▶ [Work task A]
Using the pregnancy nutrients text below, decide whether each statement agrees with it: (i) the daily amount of iodine recommended is 220 micrograms, (ii) every prenatal vitamin contains iodine, (iii) each dose of a prenatal vitamin should hold at least 600 IU of vitamin D. Answer yes or no for each and quote the words of the text that decide it.
▶ [Work task B]
Extend the pregnancy nutrients text below, picking up right after its last sentence.

▶ [Supplied passage]

- - -

During pregnancy, the daily calcium requirement is 1,000 milligrams. By taking a prenatal vitamin and eating calcium-rich foods, you will take in the required amount. Calcium can be found in dairy foods, broccoli, and kale. Check label packaging to ensure your orange juice is fortified with calcium.

4 Iodine

Iodine is a mineral that supports a pregnant woman’s thyroid. The thyroid is a gland situated below your Adam’s apple in your neck. This gland makes hormones that control many activities in your body, including how you use and store energy from food. During pregnancy, iodine is needed to develop the baby’s brain and nervous system.

A lack of iodine can result in stunted growth, mental disabilities, and hearing loss. A severe iodine deficiency can lead to miscarriage and a stillborn birth.

The recommended daily amount of iodine is 220 micrograms. Not all prenatal vitamins contain iodine. If your vitamin lacks iodine, ask your doctor if you need an iodine supplement. Either way, make sure to eat foods that are rich in iodine, such as fish, dairy foods, fortified cereals, and iodized salt.

3 Vitamin D

Vitamin D is often referred to as the ‘sunshine’ vitamin because our bodies make this vitamin when our skin comes in contact with the sun. Because overexposure to sunlight can cause skin aging and cancer, it’s a good idea to get your vitamin D through your diet and prenatal supplements.

Your body also needs vitamin D to help absorb calcium. This essential vitamin not only helps your nervous system but also your immune system, which protects your body from infection. Plus, vitamin D helps your baby develop strong teeth and bones.

Ensure your prenatal vitamin contains at least 600 IU (international units) of vitamin D in each dose. Vitamin D-rich foods will also fill this requirement. Make sure you’re eating plenty of salmon, and milk fortified with vitamin D.

- - -

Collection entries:
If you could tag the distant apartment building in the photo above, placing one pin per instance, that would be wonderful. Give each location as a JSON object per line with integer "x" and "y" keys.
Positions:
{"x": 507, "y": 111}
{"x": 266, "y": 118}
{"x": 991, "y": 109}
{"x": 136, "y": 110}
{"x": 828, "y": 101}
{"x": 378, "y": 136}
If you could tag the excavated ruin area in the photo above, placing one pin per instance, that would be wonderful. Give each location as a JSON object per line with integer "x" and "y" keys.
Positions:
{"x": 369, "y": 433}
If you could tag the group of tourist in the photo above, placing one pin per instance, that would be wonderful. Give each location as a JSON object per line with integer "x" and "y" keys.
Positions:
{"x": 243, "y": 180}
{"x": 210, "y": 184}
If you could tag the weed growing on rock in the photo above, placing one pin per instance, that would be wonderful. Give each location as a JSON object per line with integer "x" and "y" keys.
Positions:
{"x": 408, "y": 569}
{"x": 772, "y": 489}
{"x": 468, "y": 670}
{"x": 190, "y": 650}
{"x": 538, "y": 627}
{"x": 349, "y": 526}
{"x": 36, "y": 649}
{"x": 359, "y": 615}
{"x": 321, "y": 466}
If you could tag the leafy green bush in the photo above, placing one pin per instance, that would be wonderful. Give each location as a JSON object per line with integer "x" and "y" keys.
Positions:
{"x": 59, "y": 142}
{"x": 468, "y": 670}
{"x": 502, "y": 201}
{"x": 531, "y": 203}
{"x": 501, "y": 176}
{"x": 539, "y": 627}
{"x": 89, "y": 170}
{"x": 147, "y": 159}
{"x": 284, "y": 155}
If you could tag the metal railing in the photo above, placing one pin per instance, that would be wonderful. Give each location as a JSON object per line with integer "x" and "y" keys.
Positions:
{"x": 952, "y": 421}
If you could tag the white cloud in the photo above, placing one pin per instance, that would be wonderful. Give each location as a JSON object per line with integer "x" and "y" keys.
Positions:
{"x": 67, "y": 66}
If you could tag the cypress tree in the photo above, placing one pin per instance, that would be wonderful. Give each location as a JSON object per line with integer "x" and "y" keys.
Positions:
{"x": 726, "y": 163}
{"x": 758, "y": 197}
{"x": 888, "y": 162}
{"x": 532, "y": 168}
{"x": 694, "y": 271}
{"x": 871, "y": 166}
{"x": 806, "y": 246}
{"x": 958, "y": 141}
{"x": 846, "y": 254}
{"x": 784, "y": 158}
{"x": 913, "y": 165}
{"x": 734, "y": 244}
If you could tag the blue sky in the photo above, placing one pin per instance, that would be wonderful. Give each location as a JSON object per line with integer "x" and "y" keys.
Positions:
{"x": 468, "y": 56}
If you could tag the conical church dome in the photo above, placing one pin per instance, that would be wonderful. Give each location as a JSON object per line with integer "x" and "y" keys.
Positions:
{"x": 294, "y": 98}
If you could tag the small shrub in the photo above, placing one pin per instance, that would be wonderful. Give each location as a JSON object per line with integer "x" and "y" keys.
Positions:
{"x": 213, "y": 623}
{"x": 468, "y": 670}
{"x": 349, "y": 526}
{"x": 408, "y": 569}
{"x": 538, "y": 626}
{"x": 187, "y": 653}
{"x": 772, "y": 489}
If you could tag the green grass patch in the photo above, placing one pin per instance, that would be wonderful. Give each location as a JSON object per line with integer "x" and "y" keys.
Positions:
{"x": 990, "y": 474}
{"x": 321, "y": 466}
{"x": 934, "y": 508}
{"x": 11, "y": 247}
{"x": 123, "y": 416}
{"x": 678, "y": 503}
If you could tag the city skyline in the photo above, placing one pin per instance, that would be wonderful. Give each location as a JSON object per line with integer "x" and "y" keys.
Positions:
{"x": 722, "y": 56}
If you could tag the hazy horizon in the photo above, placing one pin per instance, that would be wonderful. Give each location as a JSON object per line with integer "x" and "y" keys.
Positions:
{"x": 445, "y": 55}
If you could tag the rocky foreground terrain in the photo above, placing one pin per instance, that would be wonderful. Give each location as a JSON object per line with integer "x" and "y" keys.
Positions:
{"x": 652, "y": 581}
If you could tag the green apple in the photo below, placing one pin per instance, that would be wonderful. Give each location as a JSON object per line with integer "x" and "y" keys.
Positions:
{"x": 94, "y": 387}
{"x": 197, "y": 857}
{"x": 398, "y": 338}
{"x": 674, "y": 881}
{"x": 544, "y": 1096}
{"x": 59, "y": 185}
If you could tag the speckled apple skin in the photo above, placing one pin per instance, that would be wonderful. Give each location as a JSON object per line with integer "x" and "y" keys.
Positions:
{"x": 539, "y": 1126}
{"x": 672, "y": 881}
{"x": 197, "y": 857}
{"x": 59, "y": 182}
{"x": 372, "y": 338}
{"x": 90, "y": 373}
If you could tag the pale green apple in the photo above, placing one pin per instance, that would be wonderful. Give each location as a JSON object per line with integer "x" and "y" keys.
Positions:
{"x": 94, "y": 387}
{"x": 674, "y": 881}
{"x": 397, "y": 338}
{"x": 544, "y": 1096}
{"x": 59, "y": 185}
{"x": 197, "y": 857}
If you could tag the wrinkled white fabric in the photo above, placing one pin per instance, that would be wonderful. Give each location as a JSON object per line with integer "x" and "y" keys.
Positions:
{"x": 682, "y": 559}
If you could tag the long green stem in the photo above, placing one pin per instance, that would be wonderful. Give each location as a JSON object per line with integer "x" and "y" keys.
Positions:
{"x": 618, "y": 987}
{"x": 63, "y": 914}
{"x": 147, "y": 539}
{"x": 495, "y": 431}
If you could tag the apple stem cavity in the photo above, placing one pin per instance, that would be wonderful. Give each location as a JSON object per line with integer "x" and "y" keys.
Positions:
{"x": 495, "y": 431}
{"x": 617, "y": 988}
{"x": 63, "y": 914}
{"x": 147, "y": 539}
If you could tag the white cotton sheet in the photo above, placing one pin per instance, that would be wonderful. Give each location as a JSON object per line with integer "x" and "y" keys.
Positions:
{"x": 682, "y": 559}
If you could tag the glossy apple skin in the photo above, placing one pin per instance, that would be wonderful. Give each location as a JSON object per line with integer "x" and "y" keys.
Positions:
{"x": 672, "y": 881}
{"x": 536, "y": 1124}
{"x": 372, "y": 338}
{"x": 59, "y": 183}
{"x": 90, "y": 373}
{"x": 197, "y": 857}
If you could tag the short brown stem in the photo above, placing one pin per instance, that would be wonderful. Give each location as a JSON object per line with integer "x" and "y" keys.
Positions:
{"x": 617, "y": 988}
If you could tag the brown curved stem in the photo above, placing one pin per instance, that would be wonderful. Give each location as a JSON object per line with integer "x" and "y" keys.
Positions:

- - -

▶ [Exercise answer A]
(i) Yes: "The recommended daily amount of iodine is 220 micrograms."
(ii) No: "Not all prenatal vitamins contain iodine."
(iii) Yes: "Ensure your prenatal vitamin contains at least 600 IU (international units) of vitamin D in each dose."

▶ [Exercise answer B]
2 DHA

Short for docosahexaenoic acid, DHA is an omega-3 fatty acid that is necessary during pregnancy. DHA is a nutrient, not a vitamin nor a mineral. It helps the development of your baby’s brain and eyes.

During pregnancy, women should be taking in a daily dose of 300 and 600 milligrams. However, this nutrient is not in all prenatal vitamins. Ask your doctor if a supplement is needed if your multivitamin lacks DHA.

You can also include good sources of DHA in your diet. These foods include low-mercury fish, such as trout, salmon, and halibut. 8 to 12 ounces of DHA-rich fish is recommended every week. It is also found in orange juice, milk, and eggs that are fortified with DHA. Check packaging labels to ensure you’re receiving DHA in your foods.

1 Vitamin C

Vitamin C protects your cells and keeps them healthy. Also known as ascorbic acid, this vitamin acts as an antioxidant by repairing tissue and healing wounds.

You and your developing baby need a daily dose of vitamin C to promote healthy teeth and gums. This vitamin also helps your body absorb iron. Natural sources can be found in citrus fruits, broccoli, tomatoes, and strawberries.

When pregnant, the recommended daily allowance is 85 milligrams, which is a little higher than that of non-pregnant women. Again, all supplements need to be approved by an obstetrician. For example, very high doses of vitamin C can be dangerous for your pregnancy and your unborn baby.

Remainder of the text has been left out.